## Dataset
━━━━━━━━━━━━━━━━━━━━

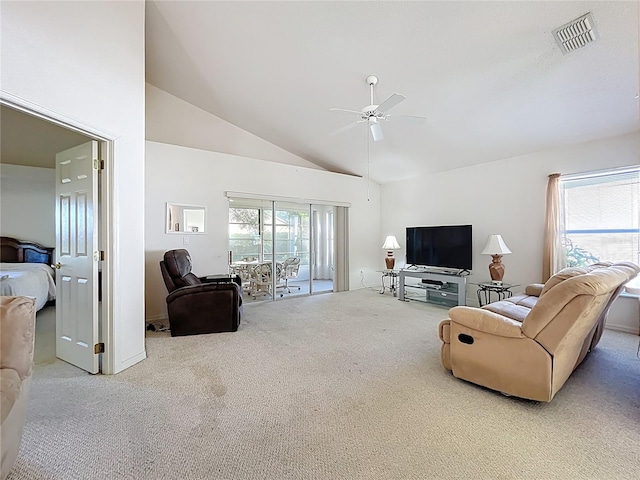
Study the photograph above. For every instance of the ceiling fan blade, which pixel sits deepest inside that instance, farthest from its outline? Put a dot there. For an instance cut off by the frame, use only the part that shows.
(390, 102)
(406, 118)
(345, 128)
(376, 131)
(345, 111)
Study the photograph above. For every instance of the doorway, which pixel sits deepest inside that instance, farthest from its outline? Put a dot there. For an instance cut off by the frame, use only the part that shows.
(29, 144)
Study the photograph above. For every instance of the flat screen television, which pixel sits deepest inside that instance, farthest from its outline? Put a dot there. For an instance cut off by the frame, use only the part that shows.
(446, 246)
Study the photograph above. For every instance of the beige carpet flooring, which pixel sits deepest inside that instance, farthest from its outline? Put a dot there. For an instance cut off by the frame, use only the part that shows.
(338, 386)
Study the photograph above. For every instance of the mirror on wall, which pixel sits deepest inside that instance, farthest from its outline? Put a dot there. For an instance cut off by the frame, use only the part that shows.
(182, 218)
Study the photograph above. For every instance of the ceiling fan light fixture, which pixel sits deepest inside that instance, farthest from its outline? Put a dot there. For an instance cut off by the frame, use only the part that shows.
(376, 129)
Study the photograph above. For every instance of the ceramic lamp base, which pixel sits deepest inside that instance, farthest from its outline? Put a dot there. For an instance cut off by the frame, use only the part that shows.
(390, 261)
(496, 269)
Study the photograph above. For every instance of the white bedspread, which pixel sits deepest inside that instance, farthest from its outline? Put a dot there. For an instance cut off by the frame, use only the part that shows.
(28, 279)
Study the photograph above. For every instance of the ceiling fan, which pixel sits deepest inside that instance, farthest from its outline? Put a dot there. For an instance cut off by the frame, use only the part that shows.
(373, 114)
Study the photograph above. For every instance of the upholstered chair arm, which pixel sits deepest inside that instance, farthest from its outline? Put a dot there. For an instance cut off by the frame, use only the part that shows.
(534, 289)
(486, 321)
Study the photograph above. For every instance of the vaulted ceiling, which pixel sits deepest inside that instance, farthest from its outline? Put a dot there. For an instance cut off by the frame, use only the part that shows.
(488, 76)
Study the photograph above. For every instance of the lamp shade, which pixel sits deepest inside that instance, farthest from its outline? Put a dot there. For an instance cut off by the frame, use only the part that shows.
(495, 246)
(390, 243)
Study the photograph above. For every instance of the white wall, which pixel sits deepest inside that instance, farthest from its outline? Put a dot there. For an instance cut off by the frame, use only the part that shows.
(174, 121)
(505, 197)
(84, 62)
(27, 203)
(197, 177)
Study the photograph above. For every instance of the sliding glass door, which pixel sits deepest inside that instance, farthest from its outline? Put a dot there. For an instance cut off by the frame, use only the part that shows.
(282, 249)
(292, 245)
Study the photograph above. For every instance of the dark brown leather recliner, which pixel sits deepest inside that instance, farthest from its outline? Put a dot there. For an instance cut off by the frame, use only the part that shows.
(199, 305)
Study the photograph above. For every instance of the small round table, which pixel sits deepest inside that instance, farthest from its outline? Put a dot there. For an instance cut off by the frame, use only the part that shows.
(502, 291)
(393, 280)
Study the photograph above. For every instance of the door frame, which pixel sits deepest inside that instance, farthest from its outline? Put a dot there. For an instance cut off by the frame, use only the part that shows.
(106, 148)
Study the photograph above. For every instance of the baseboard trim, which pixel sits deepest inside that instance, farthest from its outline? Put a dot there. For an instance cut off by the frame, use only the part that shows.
(622, 328)
(129, 362)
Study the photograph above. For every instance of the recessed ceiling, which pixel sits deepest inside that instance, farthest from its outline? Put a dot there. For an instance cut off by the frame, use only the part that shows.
(30, 141)
(488, 76)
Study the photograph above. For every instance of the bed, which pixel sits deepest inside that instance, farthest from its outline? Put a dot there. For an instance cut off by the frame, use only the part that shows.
(25, 270)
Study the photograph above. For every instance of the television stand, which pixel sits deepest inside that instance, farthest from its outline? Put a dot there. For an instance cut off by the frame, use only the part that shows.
(446, 289)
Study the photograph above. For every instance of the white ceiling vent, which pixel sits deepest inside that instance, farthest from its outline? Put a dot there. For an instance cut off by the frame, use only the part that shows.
(576, 34)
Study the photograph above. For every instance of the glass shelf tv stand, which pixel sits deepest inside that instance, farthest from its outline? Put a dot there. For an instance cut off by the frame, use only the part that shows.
(439, 288)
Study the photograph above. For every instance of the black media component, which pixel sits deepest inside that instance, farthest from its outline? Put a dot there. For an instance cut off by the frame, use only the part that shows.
(446, 246)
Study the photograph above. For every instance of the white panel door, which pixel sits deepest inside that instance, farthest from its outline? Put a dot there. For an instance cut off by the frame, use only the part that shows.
(77, 269)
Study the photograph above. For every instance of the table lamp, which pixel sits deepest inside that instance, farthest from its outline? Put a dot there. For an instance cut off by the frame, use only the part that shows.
(390, 244)
(496, 248)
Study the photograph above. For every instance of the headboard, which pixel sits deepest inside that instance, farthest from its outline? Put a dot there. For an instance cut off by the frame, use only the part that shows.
(19, 251)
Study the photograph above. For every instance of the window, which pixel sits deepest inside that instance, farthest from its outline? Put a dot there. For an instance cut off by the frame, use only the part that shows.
(600, 218)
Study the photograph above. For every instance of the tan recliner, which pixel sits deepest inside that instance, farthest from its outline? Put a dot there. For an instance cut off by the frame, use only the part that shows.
(17, 336)
(529, 345)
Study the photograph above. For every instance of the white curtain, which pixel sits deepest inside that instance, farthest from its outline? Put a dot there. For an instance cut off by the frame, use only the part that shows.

━━━━━━━━━━━━━━━━━━━━

## Problem statement
Leave out the pictures and return every record word for word.

## Completed task
Study the photograph above. For every instance of the ceiling fan blade, which pixel sits deepest inside that instance, farthest from its outline? Put a dot there. For an instance cut off by the frame, use only the part that shows.
(390, 102)
(406, 118)
(345, 128)
(376, 131)
(345, 111)
Study the photograph above. For every instance of the doorway, which pixel sits deepest inside that instance, farthest from its outline? Put a dot there. For an instance cut off by the frame, use only the part that shows.
(29, 144)
Study the photograph above. For every instance of the flat screen television, which pixel sits deepest inside that instance, farthest from its outline? Put a dot there. For an instance cut off by the frame, use only the part that shows.
(446, 246)
Study the photograph above. For every instance of the beige carpet flooring, which pixel sits deepest inside that instance, farthest from its outline? Put a dot there. For an instance cut off by the frame, use only the part that shows.
(338, 386)
Study the photograph above. For every instance of the mirror on wall, which pixel sits deepest inside that instance, farthest from its outline? Put a dot there. For an instance cut off by the frame, use only the part that shows.
(182, 218)
Study the photograph above. For every instance of the ceiling fan light fixture, which pixel sits deepest inside that instance, farthest from its outline? Put a dot there. For an instance cut off by the frame, use only the part that shows.
(376, 129)
Study the photograph above. For every instance of the ceramic lamp base, which pixel sits deepest inside that instance, farthest from its outline? Put a dot there. For an instance cut off by the frame, use only the part that shows.
(390, 261)
(496, 269)
Study the photograph above. For every instance of the white bedspread, which pixel sits deepest inside that instance, farthest from its outline? Put a dot there. For an instance cut off by the frame, use only the part that shows.
(28, 279)
Study the photograph above. For every instance of the ceiling fan, which pixel sits deepest inside that instance, farthest from its outline? Put a dot there. For an instance cut off by the frame, use only the part that shows.
(373, 114)
Study the photograph above. For every instance of the upholstered chair arm, which pixel sits deepest inside that instance, farthest from its outline? Put a dot there. For an instance cut off by the frame, use only the part that shows.
(534, 289)
(486, 321)
Study the photograph above. For every instance of the vaulted ceiling, which pixel sits deepest inside that instance, farthest from its outline? Put a dot there. For an instance cut off by the frame, use only the part that shows.
(488, 76)
Study the photograph above. For every instance of the lamp shade, which pixel sits deepest inside that instance, farthest from its outline? Put a dot there. For an instance cut off by the frame, use only the part that shows.
(495, 246)
(390, 243)
Study the photograph above. For every instance of the white wall, which pixel sits deepest inside that instance, farthest from its outline? Put a dot there. For an instance cut off by the frame, use only the part that shows.
(174, 121)
(505, 197)
(84, 62)
(27, 203)
(197, 177)
Study the photograph above. For every instance of the sliding glass door, which pixel sits deepest inside that instance, farthest from its outline? Put a dot there. For an instance cut off by the frame, use only the part that shows.
(282, 249)
(292, 245)
Study the photograph above. For every instance of the dark brown leather recliner, which pixel sits deepest inside that instance, farthest from its outline? Put a dot there. For an instance cut off by the frame, use only the part that shows.
(199, 305)
Study the photograph above. For every instance of the small round table, which pixel sits deepest inside that instance, farthest from its outline? Put a dot there. For an instance cut off by the frame, use only the part that shows.
(502, 291)
(393, 280)
Study the photograph above. For every instance of the door frame, which pixel sits deepest inside that instance, farthest from its outline? Put a dot there. For an instance cut off by the frame, use only the part that shows.
(106, 148)
Study the photograph above. For every instance of the baseboard trim, which pixel sits deepest inside that instance, farthest from its outline? Put a dot there. For an instance cut off by the frame, use only the part that shows.
(622, 328)
(129, 362)
Study the photograph above. For every instance of the recessed ceiling, which pixel sits deepest inside that instance, farthest from its outline? Put a dot there. For an instance cut off by the frame, use only the part that shows.
(30, 141)
(488, 76)
Study the photograph above. For every instance of the bed, which pixel sits deepest inside that instance, farthest from its outline? Put a dot there. For an instance cut off by the frame, use only the part that shows.
(25, 270)
Study the photograph above. For every instance of the television stand, which pixel sits deepest inside that instance, farthest from its outline? Put a dot there. For an instance cut off by the frame, use only the part that shows.
(446, 289)
Study the photograph above. For every instance of the white ceiling vent, which pixel sits deepest inside that instance, farthest from its outline? Put a dot there. For an instance cut off by the frame, use only the part that shows.
(576, 34)
Study the photograph above. For every instance of the glass shelf tv stand, which pixel sits deepest inside that instance, farthest from its outline? Put a dot there. For an instance cut off by the frame, use only the part that shows.
(439, 288)
Study the photograph above. For every instance of the black media component, which pixel sits deepest inside that instance, farthest from its outline? Put a dot there. For an instance cut off by the frame, use only the part that shows.
(446, 246)
Study the photograph above. For every instance of the white panel door, which pixel sits deepest inside that instance, farthest from its outline? Put a dot there. For an instance cut off by the frame, use only the part that shows.
(77, 269)
Study the photograph above. For every instance of the table lamp, which pixel sits deepest inside that instance, farthest from its outline? Put a dot there. For an instance cut off by the frame, use only the part that shows.
(390, 244)
(496, 248)
Study the photograph above. For every instance of the headboard, which pixel sits deepest inside that instance, farthest from its outline? Put a dot there. For an instance cut off by the frame, use only the part that shows.
(19, 251)
Study the photograph above. For every instance of the window, which pixel sits deepest inside that instance, farthest from its outline? Put a dot there. For an instance cut off by the frame, use only the part that shows.
(600, 218)
Study the photograph above. For every instance of the tan recliner, which pixel sits deepest inside that instance, farthest from its outline? Put a dot there. For an instance cut off by the frame, use only the part that shows.
(17, 336)
(529, 345)
Study the photograph above. For every instance of the white curtain, which pixel sits deepest inside that instance, farthest from its outline? Put a dot there. For an instance cut off by the frame, use only the part that shows.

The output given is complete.